▶ _STUDY TEXT_
---

Residential addresses offered different download speeds for the same price

Map: Joel Eastwood • Source: The Markup analysis of AT&T; Mapping Inequality

Redlining maps frequently tracked neatly with the disparities The Markup found.

Addresses in redlined areas of 15 cities from Portland to Atlanta were offered the worst deals at least twice as often as areas rated “best” or “desirable.” Minneapolis, which is served by CenturyLink, displayed one of the most striking disparities: Formerly redlined addresses were offered the worst deals almost eight times as often as formerly better-rated areas.

Pamela Jackson-Walters, a 68-year-old longtime resident of Detroit’s Hope Village, said she needs the internet to work on her dissertation in organizational leadership at University of Phoenix online and to virtually attend church services. The slow speeds AT&T offered were a constant annoyance.

“They still haven’t installed the high-speed internet over here,” she said. “How do we get it? Are we too poor of a neighborhood to have the better service?”

68-year-old Pamela Jackson-Walters stands in front of her red brick house.
Caption: Pamela Jackson-Walters, whose Detroit neighborhood is almost entirely Black, has endured slow internet speeds and weeks-long outages. Credit:Paul Sancya/AP Photo

Hope Village has a per capita income of just over $11,000 and is almost entirely Black.

To add insult to injury, last fall, AT&T internet service across Hope Village went down for 45 days before being restored. This summer, Jackson-Walters’s internet went down again, this time for four weeks, she said.

Jeff Jones, another longtime Hope Village resident, noted a bitter irony amid all the service problems. “To add to the insult, I can look out my bedroom window literally, maybe 150 yards, is the AT&T service facility,” he said with a weary laugh. “I’m like, please help me! You’re right there! How can you ignore this problem that is just right in front of your face?”

Until The Markup told Hope Village residents its findings about AT&T’s pricing practices in Detroit, they didn’t know that lower-income areas were more often asked to pay the same price for slower internet.

“That’s the big piece,” said Angela Siefer, the executive director of the National Digital Inclusion Alliance, which advocates for broadband access. “Folks don’t know that they’re being screwed.”

---

▶ _DATA EXTRACT_
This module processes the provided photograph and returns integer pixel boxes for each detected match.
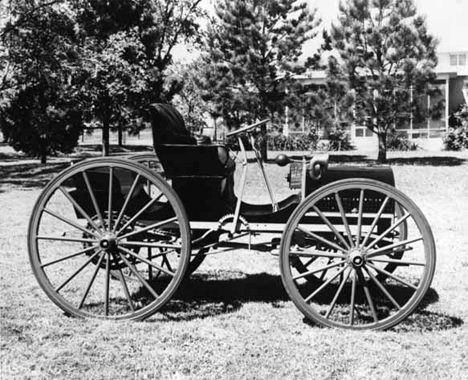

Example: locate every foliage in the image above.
[327,0,437,161]
[268,131,318,151]
[387,129,418,151]
[444,104,468,150]
[202,0,316,128]
[76,0,203,154]
[197,0,317,159]
[328,128,354,151]
[0,1,84,163]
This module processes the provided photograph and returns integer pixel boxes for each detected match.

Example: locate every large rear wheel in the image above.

---

▶ _WORK ORDER_
In the article on internet pricing, how long was AT&T internet service across Hope Village down last fall before it was restored?

▶ _RESPONSE_
45 days.